Written instruction
Please copy out the entries below, substituting "Reminder for the group" for every "Note to the class" and changing nothing else. Omit the pictures from your copy.

(Raw entries)
------------------------------
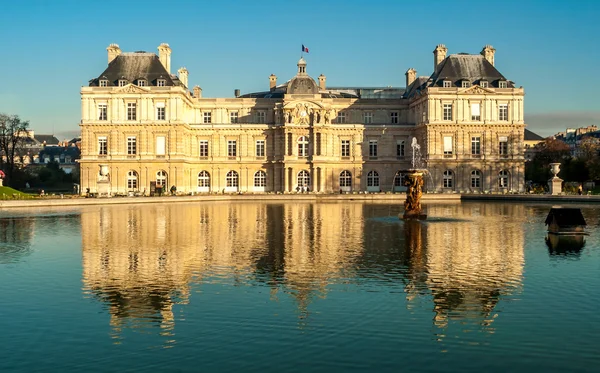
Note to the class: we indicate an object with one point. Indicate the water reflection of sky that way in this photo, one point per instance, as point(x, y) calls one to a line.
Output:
point(218, 270)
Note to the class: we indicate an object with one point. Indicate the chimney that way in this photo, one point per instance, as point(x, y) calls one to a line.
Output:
point(113, 52)
point(197, 92)
point(439, 54)
point(488, 53)
point(411, 76)
point(164, 55)
point(183, 74)
point(322, 80)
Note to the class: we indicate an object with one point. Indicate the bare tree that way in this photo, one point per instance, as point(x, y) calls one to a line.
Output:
point(13, 134)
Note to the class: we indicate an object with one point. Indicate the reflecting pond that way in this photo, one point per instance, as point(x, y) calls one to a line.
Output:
point(296, 287)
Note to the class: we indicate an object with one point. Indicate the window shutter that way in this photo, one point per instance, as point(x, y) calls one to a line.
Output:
point(448, 144)
point(160, 145)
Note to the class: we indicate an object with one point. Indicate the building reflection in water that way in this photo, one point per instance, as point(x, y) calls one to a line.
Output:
point(565, 245)
point(16, 234)
point(471, 264)
point(142, 260)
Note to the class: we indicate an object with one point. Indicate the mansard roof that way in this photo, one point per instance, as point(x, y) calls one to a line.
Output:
point(470, 67)
point(47, 139)
point(135, 66)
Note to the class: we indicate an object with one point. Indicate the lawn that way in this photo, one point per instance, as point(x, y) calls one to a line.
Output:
point(10, 193)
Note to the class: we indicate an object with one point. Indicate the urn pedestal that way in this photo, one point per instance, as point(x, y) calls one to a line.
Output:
point(555, 183)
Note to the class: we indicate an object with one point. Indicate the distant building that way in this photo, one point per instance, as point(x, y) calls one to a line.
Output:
point(531, 140)
point(142, 124)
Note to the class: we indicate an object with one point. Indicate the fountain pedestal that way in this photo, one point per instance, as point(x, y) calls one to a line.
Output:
point(414, 191)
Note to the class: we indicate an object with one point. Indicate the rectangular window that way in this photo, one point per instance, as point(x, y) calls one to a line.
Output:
point(345, 148)
point(503, 146)
point(260, 117)
point(447, 146)
point(102, 111)
point(318, 143)
point(447, 111)
point(231, 148)
point(400, 144)
point(475, 145)
point(131, 145)
point(161, 145)
point(203, 150)
point(503, 112)
point(475, 112)
point(160, 111)
point(233, 117)
point(373, 148)
point(102, 145)
point(260, 148)
point(131, 111)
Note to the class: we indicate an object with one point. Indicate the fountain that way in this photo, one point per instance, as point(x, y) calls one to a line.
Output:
point(414, 182)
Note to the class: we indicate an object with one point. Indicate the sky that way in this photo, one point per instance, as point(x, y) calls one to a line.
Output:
point(53, 48)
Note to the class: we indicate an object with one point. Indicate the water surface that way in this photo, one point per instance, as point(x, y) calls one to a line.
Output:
point(296, 287)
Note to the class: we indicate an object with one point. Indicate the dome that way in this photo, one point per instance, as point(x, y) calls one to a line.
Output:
point(302, 84)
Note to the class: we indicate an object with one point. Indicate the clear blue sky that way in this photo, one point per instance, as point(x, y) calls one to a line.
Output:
point(52, 48)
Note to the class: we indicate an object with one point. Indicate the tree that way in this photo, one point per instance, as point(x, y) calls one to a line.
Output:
point(13, 133)
point(548, 151)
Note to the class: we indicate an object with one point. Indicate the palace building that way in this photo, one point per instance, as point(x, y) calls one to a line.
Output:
point(142, 127)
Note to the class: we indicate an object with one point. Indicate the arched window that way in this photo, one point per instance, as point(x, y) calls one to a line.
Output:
point(260, 179)
point(161, 178)
point(204, 179)
point(303, 179)
point(503, 179)
point(131, 180)
point(373, 179)
point(475, 179)
point(448, 179)
point(346, 181)
point(232, 179)
point(303, 146)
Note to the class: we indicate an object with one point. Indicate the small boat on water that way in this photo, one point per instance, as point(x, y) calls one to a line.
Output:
point(565, 221)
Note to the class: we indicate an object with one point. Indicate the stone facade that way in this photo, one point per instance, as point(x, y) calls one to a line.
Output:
point(143, 125)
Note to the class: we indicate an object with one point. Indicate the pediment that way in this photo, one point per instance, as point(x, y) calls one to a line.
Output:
point(130, 88)
point(475, 90)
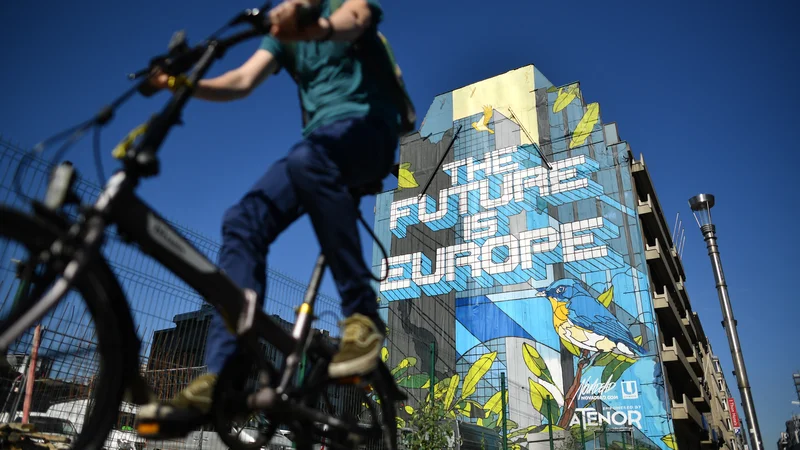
------------------------------
Full solution
Reminder for the group: we indicate an object with one point. Indicate the water reflection of sky that way in this photo, one point per instance, as point(x, y) calls one to a line.
Output:
point(218, 270)
Reminder for the group: we indicate an object with one point. Indicate the chimney that way in this photo, one point per instance, as point(x, y) calls one to a line.
Output:
point(113, 52)
point(197, 92)
point(439, 54)
point(488, 53)
point(411, 76)
point(164, 55)
point(183, 74)
point(322, 80)
Reminder for the group: we indicate an object with one point. Indicate the bare tree that way in this photo, one point per instance, as point(x, y) calls one to a line.
Output:
point(13, 134)
Reminder for the group: we indicate an object with one point. Indicate the reflecting pond that way in this photo, one point per instance, as point(x, y) calls one to a line.
Output:
point(296, 287)
Reminder for the group: we indicate an object with one point. Indicate the window shutter that way in this photo, one point per instance, as point(x, y) calls one to a line.
Output:
point(448, 144)
point(160, 145)
Reminder for the group: we indicate an object with one point. Indicate the building reflection in water that way in this photo, one point per instance, as point(x, y) calls one to a line.
Output:
point(565, 245)
point(16, 234)
point(471, 264)
point(142, 260)
Reminder for the group: we indicate an object with one point. Indicate the mansard roof that way in this photo, one point per instance, as point(x, y) calls one to a line.
Output:
point(470, 67)
point(47, 139)
point(135, 66)
Reminder for the group: we indicate an object with one point. Indicate the lawn that way in this photo, one point per instance, as point(x, y) calls one to a line.
Output:
point(10, 193)
Reminder for the group: we indicate an object with one point. Indicate the urn pedestal that way in this photo, one point per instance, as point(x, y) calls one to a line.
Output:
point(555, 183)
Reminder for the group: we indicate an object with one point. Indicate the distant building that way in this photo, one point per instance, as point(x, y) calls one to a line.
Output:
point(531, 140)
point(142, 124)
Reminder for the group: we indicate an object with one point. Indicate the fountain pedestal that way in this photo, one point per instance, as point(x, y) calls one to a line.
Output:
point(414, 191)
Reminder for the group: we indicate an object with one point. Indicate the rectangular window that way in this photo, one point per instance, as point(x, y) calls one to a line.
Output:
point(345, 148)
point(503, 146)
point(260, 117)
point(447, 146)
point(102, 111)
point(318, 143)
point(447, 111)
point(231, 148)
point(400, 144)
point(475, 145)
point(131, 145)
point(161, 145)
point(203, 150)
point(503, 112)
point(475, 112)
point(160, 111)
point(233, 117)
point(373, 148)
point(102, 145)
point(260, 148)
point(131, 111)
Reminder for the group: we indicate an object with one point. Indicate the fountain that way in this photo, one point per instance, as point(x, y) calls one to a line.
Output:
point(414, 182)
Reminder for the group: we indicate an object with one point. Indicate the sky that way in this photo, one point per instance, as point(x, y) calls one to a line.
Output:
point(53, 48)
Reminder for the group: we indicate an object with one point. Indicate the water surface that way in this photo, one point per instance, as point(x, y) calls one to a line.
Output:
point(296, 287)
Reminder for the group: we indicate an object with one point. Indicate the dome that way in this photo, one point per instance, as point(x, y) calls one to a line.
Output:
point(302, 84)
Reminder for the group: we indicate an object with one point. Indicate the clear blue sky that way in this photo, one point per instance, as point(x, y) calls one to a line.
Output:
point(52, 48)
Reminder for the group: we indicate an object with one point. Indicate the tree that way in this photo, one point per instance, as point(x, y) calls one to a line.
Output:
point(13, 133)
point(548, 151)
Reminder for the group: we indicate an object with one point. Indicate the palace building that way in this photo, one point per instance, as point(x, y) calls one to a line.
Output:
point(142, 127)
Reminder for the group: we indicate an object with one point. Indicate the arched window that way in this photo, one point per instance, as point(x, y) calls one to a line.
Output:
point(260, 179)
point(161, 178)
point(204, 179)
point(303, 179)
point(503, 179)
point(131, 180)
point(373, 179)
point(475, 179)
point(448, 179)
point(346, 181)
point(232, 179)
point(303, 146)
Reminder for the group: we indicate an object with one point. Indicate the small boat on water that way in this photo, one point per instance, as point(x, y) calls one to a line.
Output:
point(565, 221)
Reminder for the group: we indicate an object with one point. Indicate the stone facade that way in this photo, one point per instance, as point(x, y) calls one to a line.
Output:
point(143, 125)
Reminder for the group: we indicate an object with one point. Indicate the pediment that way in this photo, one point per instance, as point(x, y) calls one to a line.
Output:
point(130, 88)
point(475, 90)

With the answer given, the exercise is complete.